▸ GOAL OF THE EXERCISE: Locate each line in the listing below that contains the string "fence" and copy those lines out. The match is case-sensitive.

▸ PROVIDED RECORDS:
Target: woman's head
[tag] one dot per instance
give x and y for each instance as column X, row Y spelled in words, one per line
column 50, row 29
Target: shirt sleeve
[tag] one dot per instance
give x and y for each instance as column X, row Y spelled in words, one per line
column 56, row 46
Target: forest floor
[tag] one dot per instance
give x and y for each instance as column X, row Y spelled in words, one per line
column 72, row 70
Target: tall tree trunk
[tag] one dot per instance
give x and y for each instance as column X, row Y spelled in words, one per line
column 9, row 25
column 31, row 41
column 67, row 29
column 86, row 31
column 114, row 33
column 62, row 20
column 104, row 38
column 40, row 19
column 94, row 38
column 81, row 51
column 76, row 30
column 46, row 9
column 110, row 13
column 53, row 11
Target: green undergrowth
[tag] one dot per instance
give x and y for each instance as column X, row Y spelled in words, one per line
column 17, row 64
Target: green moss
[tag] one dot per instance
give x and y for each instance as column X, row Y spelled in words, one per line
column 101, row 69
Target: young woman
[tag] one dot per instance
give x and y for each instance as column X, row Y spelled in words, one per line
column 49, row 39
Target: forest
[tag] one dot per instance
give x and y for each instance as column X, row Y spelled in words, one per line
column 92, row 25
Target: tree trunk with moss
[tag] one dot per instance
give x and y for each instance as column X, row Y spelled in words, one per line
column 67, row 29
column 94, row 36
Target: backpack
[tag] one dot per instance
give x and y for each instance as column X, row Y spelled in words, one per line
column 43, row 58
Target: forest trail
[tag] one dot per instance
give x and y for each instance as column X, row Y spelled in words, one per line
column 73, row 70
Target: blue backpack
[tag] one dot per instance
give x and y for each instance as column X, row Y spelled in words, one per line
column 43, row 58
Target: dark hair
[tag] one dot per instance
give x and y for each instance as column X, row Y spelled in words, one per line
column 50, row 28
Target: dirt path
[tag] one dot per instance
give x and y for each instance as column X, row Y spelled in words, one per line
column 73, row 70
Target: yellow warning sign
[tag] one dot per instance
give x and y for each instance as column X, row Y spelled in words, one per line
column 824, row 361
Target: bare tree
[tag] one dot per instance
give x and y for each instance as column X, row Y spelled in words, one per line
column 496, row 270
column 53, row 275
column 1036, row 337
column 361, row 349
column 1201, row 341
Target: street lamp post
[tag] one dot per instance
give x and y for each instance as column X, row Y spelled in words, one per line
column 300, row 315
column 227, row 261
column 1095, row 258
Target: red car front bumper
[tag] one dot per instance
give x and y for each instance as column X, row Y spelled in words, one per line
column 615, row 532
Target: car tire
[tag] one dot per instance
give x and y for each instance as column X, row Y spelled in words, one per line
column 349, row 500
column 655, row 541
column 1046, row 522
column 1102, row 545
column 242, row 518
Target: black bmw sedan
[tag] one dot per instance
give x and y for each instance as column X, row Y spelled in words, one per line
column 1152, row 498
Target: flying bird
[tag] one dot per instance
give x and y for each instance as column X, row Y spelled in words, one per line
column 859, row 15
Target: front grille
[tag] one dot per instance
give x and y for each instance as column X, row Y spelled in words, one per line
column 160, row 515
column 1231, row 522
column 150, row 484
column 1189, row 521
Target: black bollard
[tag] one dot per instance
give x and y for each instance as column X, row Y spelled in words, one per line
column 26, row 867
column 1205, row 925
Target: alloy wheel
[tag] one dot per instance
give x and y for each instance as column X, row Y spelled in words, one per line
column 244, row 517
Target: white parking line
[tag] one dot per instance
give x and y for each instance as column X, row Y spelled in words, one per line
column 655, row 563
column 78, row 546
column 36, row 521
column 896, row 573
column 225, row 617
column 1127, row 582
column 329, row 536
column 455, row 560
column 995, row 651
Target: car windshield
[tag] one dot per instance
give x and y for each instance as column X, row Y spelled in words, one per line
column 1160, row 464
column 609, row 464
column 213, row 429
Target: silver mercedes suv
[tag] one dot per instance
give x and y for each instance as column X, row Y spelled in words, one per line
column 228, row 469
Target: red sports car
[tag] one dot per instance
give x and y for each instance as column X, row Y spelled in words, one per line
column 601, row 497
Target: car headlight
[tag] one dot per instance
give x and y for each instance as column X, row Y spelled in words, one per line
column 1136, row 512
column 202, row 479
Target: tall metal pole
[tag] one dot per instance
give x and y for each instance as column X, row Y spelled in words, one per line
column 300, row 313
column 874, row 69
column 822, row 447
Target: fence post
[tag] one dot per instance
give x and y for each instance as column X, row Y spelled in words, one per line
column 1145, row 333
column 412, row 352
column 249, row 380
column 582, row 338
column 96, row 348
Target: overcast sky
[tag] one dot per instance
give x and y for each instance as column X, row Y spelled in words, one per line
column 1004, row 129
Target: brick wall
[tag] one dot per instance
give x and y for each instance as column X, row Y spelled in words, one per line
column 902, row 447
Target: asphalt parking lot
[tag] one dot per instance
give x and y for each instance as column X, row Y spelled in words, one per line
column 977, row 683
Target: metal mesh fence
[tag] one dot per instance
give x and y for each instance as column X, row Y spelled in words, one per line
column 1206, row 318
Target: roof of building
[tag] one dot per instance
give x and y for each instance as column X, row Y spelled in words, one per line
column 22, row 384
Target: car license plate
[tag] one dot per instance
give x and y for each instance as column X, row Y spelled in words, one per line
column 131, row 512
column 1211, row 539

...

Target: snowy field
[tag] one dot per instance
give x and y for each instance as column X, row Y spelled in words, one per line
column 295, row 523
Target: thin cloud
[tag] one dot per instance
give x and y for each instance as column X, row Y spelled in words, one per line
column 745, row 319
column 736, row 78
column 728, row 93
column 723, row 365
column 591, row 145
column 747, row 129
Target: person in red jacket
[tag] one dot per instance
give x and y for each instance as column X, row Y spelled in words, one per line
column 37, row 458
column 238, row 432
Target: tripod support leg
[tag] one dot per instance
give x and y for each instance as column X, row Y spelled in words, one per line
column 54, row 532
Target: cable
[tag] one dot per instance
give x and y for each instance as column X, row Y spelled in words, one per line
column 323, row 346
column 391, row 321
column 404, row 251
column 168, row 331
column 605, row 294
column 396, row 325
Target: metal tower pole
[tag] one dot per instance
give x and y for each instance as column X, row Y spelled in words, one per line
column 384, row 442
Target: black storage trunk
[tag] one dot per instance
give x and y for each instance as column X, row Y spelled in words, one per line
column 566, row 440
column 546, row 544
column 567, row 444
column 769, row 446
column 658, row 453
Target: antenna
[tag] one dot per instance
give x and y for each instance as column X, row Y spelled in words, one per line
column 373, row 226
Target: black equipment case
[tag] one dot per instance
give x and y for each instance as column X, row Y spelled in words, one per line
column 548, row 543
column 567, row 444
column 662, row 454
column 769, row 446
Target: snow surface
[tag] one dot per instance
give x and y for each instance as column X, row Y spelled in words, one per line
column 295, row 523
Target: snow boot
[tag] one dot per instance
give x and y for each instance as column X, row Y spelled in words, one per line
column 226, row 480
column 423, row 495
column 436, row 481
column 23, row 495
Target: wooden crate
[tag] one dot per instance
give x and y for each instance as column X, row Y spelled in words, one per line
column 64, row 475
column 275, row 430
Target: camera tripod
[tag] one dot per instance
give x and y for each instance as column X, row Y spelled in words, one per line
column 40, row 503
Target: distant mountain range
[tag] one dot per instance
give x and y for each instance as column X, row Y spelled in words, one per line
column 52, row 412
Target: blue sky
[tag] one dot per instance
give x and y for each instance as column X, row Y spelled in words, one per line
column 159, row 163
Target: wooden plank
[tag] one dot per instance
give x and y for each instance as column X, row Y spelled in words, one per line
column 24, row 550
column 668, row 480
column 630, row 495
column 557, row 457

▸ THE RESULT:
Target: fence post
Target: metal mesh fence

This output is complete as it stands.